__TASK A__
Decide whether each statement agrees with the page on Newtonian Program Analysis below, answering yes or no and quoting the words that settle it: (i) the NPA headers live in include/Dataflow/NPA; (ii) the algebraic form of Newton's method needs division; (iii) the JACM paper extends Newton's method to ω-continuous semirings.

__SELECTED EXTRACT__

Newtonian Program Analysis (NPA)

Overview

The Newtonian Program Analysis (NPA) engine in lib/Dataflow/NPA implements advanced, research-oriented techniques for compositional and recurrence-based data-flow reasoning. It is designed for numeric and relational analyses that go beyond classical bit-vector or IFDS/IDE formulations.

Location: lib/Dataflow/NPA (implementation), include/Dataflow/NPA (headers)
Purpose: library infrastructure for Newton-style program analyses

Conceptual Background

NPA is based on a sequence of works that recast program analysis as a form of Newton iteration over suitable abstract domains:

Newtonian Program Analysis (JACM 2010) [EsparzaKieferLuttenberger2010]: algebraic differential \(Df|_\nu\), Newton sequence, convergence to least fixed point.
Newtonian Program Analysis via Tensor Product (TOPLAS 2016) [RepsEtAlTOPLAS2016]: solving the LCFL (linear context-free language) sub-problems produced each Newton round by “regularizing” them via a tensor product (paired semiring).
Compositional Recurrence Analysis Revisited, PLDI 2017.

The foundational paper [EsparzaKieferLuttenberger2010] (JACM) presents a novel generic technique for solving interprocedural dataflow equations by generalizing Newton’s method to ω-continuous semirings. When the semiring multiplication is non-commutative (e.g. function composition in dataflow), the linearized system at each Newton round is an LCFL equation system (coefficients on both sides of variables). [RepsEtAlTOPLAS2016] shows how to convert such systems into left-linear (regular) form over a paired semiring, then solve and project back (Algorithm 3.4).

Key Insight: Algebraic Generalization

The key insight is that Newton’s method can be reformulated purely algebraically, without requiring subtraction, division, or limits. This allows the method to be applied to arbitrary semirings, not just the real numbers.

The method works as follows:

Programs are encoded as systems of (possibly non-linear) recurrence equations over an ω-continuous semiring.

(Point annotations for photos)
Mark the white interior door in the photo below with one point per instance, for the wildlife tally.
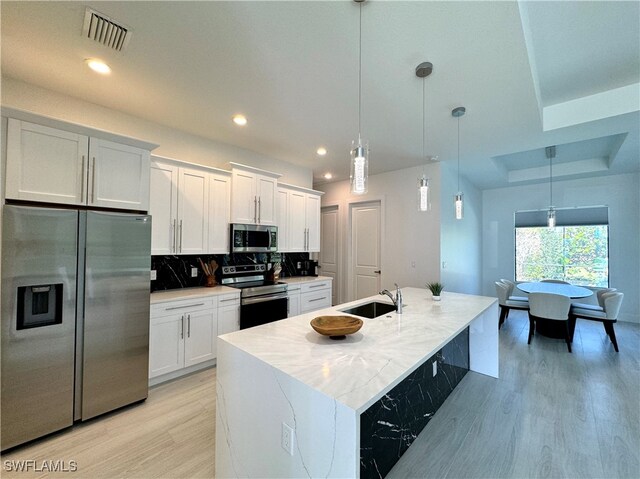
(329, 248)
(365, 249)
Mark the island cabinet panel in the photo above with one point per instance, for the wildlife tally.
(389, 426)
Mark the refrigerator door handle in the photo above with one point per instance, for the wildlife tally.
(93, 181)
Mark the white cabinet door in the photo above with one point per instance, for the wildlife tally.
(283, 217)
(266, 189)
(219, 198)
(200, 336)
(294, 302)
(46, 164)
(229, 317)
(243, 197)
(118, 175)
(312, 216)
(193, 207)
(166, 345)
(163, 208)
(297, 231)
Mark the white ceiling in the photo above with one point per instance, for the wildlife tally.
(292, 68)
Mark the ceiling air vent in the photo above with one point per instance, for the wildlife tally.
(104, 30)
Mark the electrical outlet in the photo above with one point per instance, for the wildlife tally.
(287, 438)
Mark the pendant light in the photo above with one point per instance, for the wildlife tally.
(424, 204)
(457, 113)
(551, 214)
(359, 149)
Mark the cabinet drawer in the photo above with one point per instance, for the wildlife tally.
(315, 300)
(315, 286)
(182, 305)
(230, 299)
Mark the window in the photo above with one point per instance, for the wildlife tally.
(578, 254)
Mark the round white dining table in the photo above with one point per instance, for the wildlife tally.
(558, 288)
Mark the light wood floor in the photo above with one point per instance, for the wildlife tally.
(551, 414)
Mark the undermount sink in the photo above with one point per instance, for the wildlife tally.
(370, 310)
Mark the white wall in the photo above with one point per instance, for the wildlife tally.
(621, 193)
(461, 240)
(408, 235)
(173, 143)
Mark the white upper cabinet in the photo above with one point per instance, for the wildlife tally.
(118, 175)
(253, 195)
(281, 214)
(66, 167)
(299, 210)
(193, 210)
(219, 212)
(163, 207)
(179, 206)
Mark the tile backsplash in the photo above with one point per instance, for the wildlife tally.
(174, 272)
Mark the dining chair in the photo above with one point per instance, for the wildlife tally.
(506, 304)
(611, 307)
(594, 307)
(553, 307)
(512, 287)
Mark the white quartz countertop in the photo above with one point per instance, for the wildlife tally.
(356, 371)
(190, 293)
(304, 279)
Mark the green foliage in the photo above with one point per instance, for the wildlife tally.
(577, 254)
(435, 288)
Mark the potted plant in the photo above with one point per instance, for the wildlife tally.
(435, 288)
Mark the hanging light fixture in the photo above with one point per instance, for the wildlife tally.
(457, 113)
(551, 214)
(359, 149)
(422, 71)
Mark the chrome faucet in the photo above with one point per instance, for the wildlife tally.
(397, 301)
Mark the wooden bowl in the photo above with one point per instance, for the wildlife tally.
(336, 327)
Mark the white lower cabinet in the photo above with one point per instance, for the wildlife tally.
(228, 313)
(182, 333)
(294, 300)
(309, 296)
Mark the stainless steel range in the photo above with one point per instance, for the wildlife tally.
(261, 301)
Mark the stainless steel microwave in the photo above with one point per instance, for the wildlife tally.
(253, 238)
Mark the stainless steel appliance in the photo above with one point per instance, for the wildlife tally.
(253, 238)
(261, 301)
(75, 317)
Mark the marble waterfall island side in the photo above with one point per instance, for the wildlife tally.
(336, 395)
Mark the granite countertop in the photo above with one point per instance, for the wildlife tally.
(190, 293)
(303, 279)
(356, 370)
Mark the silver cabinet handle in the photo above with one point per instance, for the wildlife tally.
(172, 228)
(83, 181)
(255, 209)
(317, 299)
(185, 306)
(93, 181)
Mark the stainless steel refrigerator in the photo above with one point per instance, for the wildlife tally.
(75, 317)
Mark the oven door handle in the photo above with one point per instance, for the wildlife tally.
(262, 299)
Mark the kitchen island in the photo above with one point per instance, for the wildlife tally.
(293, 403)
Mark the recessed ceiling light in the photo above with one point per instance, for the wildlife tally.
(98, 66)
(240, 120)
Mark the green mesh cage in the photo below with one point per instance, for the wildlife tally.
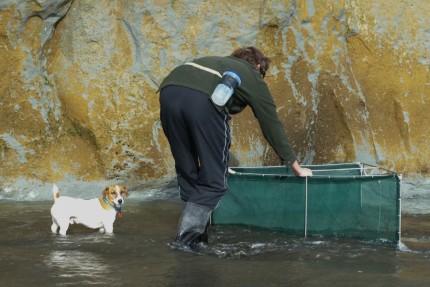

__TASK B__
Echo the rows above from the line with "Mark the white lower" through the last line of the rows, keeping every line as it stands and leaving out the pictures.

__CORRECT ANSWER A__
(i) Yes: "include/Dataflow/NPA (headers)"
(ii) No: "without requiring subtraction, division, or limits"
(iii) Yes: "generalizing Newton’s method to ω-continuous semirings"

__CORRECT ANSWER B__
Mark the white lower cabinet in the photo above with one point per instance, for the wildlife tally.
(228, 313)
(182, 333)
(294, 300)
(309, 296)
Mark the stainless steel range in the photo above with one point per instance, for the wildlife tally.
(261, 301)
Mark the stainless steel microwave in the photo above with one point per instance, for the wildlife tally.
(253, 238)
Mark the stainless steel appliance in the photo above with one point per instance, for the wildlife tally.
(253, 238)
(261, 301)
(75, 317)
Mark the marble waterfall island side in the photo above with one point per instance, for the wildlife tally.
(336, 395)
Mark the granite countertop in the photo above with one point per instance, for the wildlife tally.
(190, 293)
(303, 279)
(356, 370)
Mark the silver cabinet handle in the photo above with one point per instance, for the wildlife tally.
(172, 228)
(83, 181)
(255, 209)
(317, 299)
(185, 306)
(93, 181)
Mark the stainless steel refrigerator in the photo above with one point per instance, for the wildlife tally.
(75, 317)
Mark the oven door handle in the photo above with one point per instance, for the wildlife tally.
(262, 299)
Mark the kitchen island in the photo above with one point per instance, for the wildlife tally.
(293, 403)
Mark the recessed ceiling light in the photo above with one point per instance, for the wildlife tally.
(98, 66)
(240, 120)
Mark the green mesh cage in the photo below with one point per instance, for the wildlife tally.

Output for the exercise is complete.